Quant aux changes flottants, ils donnèrent une nouvelle vie aux
marchés des changes, offrant de nouvelles occasions de gagner,
de perdre, de spéculer. Les saveurs des crises capitalistes
s'enrichirent à nouveau du piment de la spéculation sur
les changes. Des financiers austères et des forbans
avisés participèrent au jeu - potentiellement aussi
rentable pour quelques joueurs que coûteux pour un pays - de la
spéculation sur une monnaie, par exemple contre la livre
sterling en 1992 ou contre des monnaies d'Asie du Sud-Est en 1997. Pour
se protéger contre les risques de changes - comme contre les
autres risques bancaires, financiers et boursiers - furent
inventés de nouveaux produits financiers de plus en plus
sophistiqués, conçus et programmés sur ordinateurs
et pour lesquels s'ouvrirent de nouveaux marchés fonctionnant
d'emblée à l'échelle mondiale entre les
principales places financières, grâce aux progrès
des télécommunications, à la fois consacrés
et boostés par l'Internet.
Bref, un nouvel Eden s'ouvrit à la spéculation
internationale. Un Eden dont l'extrême sophistication
mathématico-informatique ne laissait au commun des banquiers que
le choix entre y croire ou n'y pas croire. Un Eden dans lequel des
myriades d'opérations sophistiquées sillonnaient la
planète, se nouaient, se dénouaient à la vitesse
de la lumière, ne laissant aux fonctionnaires chargés de
contrôler, que le choix entre passer beaucoup de temps à
tenter de saisir ce qui s'était passé lors d'une
journée tumultueuse ou se fier à la réputation des
puissants, et de quelques autres appartenant au club. Un Eden où
les Hedge Funds jouaient de réels millions sur
d'irréelles usines, où l'on pouvait gagner ou perdre gros
en quelques clics, et où s'étaient abolies les
frontières entre le business et la spéculation, entre le
calcul et la folie, entre le rêve et le cauchemar.
______
*LISTE DES TÂCHES*.
#1 Répondez aux questions suivantes d'après le texte fourni.
(a) Contre quelle monnaie la spéculation s'est-elle exercée en 1992 ?
(b) Grâce à quoi les nouveaux marchés ont-ils fonctionné d'emblée à l'échelle mondiale ?
(c) Entre quelles deux options les fonctionnaires chargés de contrôler devaient-ils choisir ?
#2 Citez toutes les paires de notions entre lesquelles, selon le texte fourni, les frontières s'étaient abolies.
#3 Reformulez sous forme de liste le paragraphe du texte fourni qui commence par « Bref, un nouvel Eden », en conservant ses faits principaux.
______
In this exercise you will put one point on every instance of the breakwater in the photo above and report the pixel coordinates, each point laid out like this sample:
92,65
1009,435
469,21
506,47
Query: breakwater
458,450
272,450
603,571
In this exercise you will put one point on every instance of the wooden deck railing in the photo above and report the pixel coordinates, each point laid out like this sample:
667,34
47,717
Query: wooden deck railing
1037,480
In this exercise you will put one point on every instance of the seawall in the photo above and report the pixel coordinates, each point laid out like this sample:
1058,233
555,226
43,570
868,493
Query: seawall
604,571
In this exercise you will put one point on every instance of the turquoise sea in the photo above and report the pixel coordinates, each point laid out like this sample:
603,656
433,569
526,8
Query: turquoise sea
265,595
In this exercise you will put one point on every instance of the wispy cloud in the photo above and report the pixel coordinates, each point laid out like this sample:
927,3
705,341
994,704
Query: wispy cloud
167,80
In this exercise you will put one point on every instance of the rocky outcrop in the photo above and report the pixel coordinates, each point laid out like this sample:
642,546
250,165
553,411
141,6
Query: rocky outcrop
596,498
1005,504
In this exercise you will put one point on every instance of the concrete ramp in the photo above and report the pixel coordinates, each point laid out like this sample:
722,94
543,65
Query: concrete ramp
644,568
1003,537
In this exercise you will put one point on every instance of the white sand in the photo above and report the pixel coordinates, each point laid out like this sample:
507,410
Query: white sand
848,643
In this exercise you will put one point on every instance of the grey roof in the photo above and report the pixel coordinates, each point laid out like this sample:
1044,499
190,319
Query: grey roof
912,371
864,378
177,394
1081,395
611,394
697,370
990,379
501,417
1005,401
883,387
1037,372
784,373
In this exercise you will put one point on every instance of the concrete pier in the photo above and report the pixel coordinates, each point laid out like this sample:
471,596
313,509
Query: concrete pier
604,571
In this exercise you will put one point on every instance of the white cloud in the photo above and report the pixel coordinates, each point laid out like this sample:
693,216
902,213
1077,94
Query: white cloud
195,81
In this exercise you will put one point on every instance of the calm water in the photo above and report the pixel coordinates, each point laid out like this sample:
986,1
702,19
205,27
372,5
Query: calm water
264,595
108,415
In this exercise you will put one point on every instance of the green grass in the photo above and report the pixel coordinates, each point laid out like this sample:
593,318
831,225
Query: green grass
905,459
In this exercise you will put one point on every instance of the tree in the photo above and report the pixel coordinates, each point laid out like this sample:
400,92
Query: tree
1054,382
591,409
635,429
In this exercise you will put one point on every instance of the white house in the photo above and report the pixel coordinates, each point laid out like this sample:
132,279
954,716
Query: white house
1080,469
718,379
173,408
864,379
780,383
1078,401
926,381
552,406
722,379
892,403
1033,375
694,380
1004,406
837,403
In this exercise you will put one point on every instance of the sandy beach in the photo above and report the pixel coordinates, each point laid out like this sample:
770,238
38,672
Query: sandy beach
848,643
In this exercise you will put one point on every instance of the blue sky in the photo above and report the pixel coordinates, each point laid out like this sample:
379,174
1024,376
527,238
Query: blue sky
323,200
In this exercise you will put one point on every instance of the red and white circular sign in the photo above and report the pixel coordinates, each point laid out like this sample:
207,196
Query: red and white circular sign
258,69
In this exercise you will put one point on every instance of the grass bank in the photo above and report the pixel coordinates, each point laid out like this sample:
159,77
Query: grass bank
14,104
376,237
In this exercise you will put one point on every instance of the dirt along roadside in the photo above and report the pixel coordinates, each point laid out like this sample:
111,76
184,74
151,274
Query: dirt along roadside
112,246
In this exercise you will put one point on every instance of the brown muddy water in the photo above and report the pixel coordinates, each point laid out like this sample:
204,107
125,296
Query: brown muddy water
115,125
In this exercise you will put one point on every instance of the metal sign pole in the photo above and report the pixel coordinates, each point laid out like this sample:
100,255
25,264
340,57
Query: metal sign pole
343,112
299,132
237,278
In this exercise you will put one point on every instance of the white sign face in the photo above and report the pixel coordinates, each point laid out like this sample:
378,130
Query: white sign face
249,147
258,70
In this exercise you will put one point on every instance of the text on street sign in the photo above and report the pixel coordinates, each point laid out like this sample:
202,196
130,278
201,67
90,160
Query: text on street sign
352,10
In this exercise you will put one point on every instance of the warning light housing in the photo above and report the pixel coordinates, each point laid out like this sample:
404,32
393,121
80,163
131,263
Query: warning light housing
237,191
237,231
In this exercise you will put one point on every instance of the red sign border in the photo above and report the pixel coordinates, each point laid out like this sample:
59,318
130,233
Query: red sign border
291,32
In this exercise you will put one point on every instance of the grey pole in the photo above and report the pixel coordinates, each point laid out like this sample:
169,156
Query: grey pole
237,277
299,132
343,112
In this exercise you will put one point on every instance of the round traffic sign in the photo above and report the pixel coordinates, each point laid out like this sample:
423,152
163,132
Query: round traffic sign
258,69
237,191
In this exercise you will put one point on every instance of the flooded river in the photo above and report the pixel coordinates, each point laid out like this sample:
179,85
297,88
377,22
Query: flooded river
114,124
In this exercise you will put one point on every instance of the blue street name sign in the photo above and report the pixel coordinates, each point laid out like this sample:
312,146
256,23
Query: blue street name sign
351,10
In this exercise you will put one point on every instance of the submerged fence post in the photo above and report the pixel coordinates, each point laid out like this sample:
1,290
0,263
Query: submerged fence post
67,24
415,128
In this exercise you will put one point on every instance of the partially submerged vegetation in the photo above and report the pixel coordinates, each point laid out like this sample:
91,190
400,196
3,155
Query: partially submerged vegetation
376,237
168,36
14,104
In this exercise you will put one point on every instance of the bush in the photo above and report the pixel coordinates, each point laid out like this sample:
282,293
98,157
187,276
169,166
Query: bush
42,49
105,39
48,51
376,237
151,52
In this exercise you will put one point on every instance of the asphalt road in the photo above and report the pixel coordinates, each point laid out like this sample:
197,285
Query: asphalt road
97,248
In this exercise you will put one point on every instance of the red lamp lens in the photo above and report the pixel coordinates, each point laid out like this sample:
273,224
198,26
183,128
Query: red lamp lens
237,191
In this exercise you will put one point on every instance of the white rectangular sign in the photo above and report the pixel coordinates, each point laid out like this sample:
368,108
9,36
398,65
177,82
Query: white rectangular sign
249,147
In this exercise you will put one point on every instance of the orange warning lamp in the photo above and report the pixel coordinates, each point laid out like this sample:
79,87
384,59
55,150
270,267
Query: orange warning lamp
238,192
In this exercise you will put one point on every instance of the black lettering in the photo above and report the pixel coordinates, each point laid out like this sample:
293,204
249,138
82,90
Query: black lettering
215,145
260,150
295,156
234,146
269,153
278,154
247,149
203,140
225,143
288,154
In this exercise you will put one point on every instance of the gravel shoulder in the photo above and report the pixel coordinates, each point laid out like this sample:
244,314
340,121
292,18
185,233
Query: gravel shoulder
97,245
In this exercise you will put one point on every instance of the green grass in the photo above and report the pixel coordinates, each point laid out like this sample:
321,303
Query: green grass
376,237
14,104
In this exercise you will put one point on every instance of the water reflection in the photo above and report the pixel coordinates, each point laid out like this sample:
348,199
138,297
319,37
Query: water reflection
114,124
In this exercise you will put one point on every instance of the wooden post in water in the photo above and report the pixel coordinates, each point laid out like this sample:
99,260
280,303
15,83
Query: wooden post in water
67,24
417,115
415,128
______
*RÉPONSES CORRECTES*.
#1
(a) Contre la livre sterling.
(b) Grâce aux progrès des télécommunications, consacrés et boostés par l'Internet.
(c) Passer beaucoup de temps à tenter de saisir ce qui s'était passé lors d'une journée tumultueuse, ou se fier à la réputation des puissants et de quelques autres appartenant au club.

#2
- Le business et la spéculation
- Le calcul et la folie
- Le rêve et le cauchemar

#3
- Un nouvel Eden s'ouvre à la spéculation internationale.
- Son extrême sophistication mathématico-informatique ne laisse au commun des banquiers que le choix d'y croire ou non.
- D'innombrables opérations sophistiquées sillonnent la planète et se nouent et se dénouent à la vitesse de la lumière.
- Les fonctionnaires chargés de contrôler doivent soit passer beaucoup de temps à comprendre une journée tumultueuse, soit se fier à la réputation des puissants et de quelques autres membres du club.
- Les Hedge Funds y jouent de réels millions sur d'irréelles usines.
- On peut y gagner ou perdre gros en quelques clics.
- Les frontières entre le business et la spéculation, le calcul et la folie, le rêve et le cauchemar y sont abolies.